(Region annotation data)
>>>

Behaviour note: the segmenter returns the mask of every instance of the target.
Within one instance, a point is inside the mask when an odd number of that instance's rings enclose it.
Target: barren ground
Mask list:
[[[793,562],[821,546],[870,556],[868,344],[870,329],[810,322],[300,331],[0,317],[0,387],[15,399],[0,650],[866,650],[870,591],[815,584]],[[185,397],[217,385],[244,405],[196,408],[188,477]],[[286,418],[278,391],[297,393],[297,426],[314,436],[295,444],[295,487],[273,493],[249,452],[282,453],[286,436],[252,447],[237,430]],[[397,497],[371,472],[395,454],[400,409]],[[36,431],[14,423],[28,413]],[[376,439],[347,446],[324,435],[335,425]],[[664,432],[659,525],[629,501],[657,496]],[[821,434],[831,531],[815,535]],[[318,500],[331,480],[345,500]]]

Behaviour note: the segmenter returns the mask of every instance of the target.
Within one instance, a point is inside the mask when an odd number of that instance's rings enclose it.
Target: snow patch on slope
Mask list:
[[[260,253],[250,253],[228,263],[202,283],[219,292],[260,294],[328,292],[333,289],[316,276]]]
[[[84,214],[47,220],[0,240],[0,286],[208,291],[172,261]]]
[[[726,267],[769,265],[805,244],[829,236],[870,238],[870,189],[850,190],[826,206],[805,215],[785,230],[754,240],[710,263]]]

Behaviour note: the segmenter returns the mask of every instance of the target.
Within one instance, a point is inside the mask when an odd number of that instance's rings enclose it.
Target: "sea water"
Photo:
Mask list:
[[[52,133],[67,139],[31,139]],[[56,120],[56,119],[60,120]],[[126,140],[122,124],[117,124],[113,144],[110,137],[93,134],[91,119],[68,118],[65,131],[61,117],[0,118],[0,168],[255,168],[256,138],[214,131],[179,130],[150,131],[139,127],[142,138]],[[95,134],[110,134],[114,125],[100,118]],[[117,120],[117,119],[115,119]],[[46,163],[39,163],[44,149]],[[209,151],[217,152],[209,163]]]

<<<

Copy all of the data above line for line, keeping every character the same.

Behaviour note: the segmenter returns the mask of every instance of the target.
Within one instance, a point is inside the mask when an odd number of that instance's rings enclose it.
Target: barren ground
Mask list:
[[[793,562],[821,546],[870,556],[868,344],[870,329],[810,322],[300,331],[0,317],[0,387],[15,399],[0,650],[866,650],[870,591],[815,584]],[[185,397],[217,385],[244,405],[196,408],[188,477]],[[286,418],[278,391],[297,393],[297,426],[314,436],[295,444],[295,487],[273,493],[249,452],[282,453],[286,436],[252,447],[237,430]],[[397,497],[371,472],[395,454],[400,409]],[[36,431],[14,423],[28,413]],[[376,439],[347,446],[324,435],[335,425]],[[664,432],[659,525],[629,501],[657,496]],[[821,434],[831,531],[815,535]],[[318,500],[331,480],[345,500]]]

Behaviour note: the segmenter returns the mask of every instance of the target.
Within one instance, a point is inside the mask when an odd number of that instance's rings enclose it.
Target: snow patch on slope
Mask list:
[[[260,253],[250,253],[228,263],[202,283],[219,292],[260,294],[328,292],[333,289],[316,276]]]
[[[84,214],[47,220],[0,240],[0,286],[208,291],[172,261]]]
[[[726,267],[769,265],[805,244],[829,236],[870,238],[870,189],[850,190],[826,206],[805,215],[785,230],[754,240],[710,263]]]

Behaviour note: the segmenter returns the mask of every instance of the target.
Within one instance, a point is inside the mask when an odd number of that instance's rings enclose it.
Target: "sea water"
Photo:
Mask list:
[[[52,133],[67,139],[31,139]],[[56,120],[56,119],[60,120]],[[126,140],[122,124],[117,124],[113,144],[110,137],[93,134],[91,119],[68,118],[65,131],[61,117],[0,118],[0,168],[255,168],[256,138],[214,131],[179,130],[150,131],[139,127],[142,138]],[[95,134],[110,134],[114,125],[100,118]],[[117,120],[117,119],[115,119]],[[46,163],[39,163],[44,149]],[[209,151],[217,152],[209,163]]]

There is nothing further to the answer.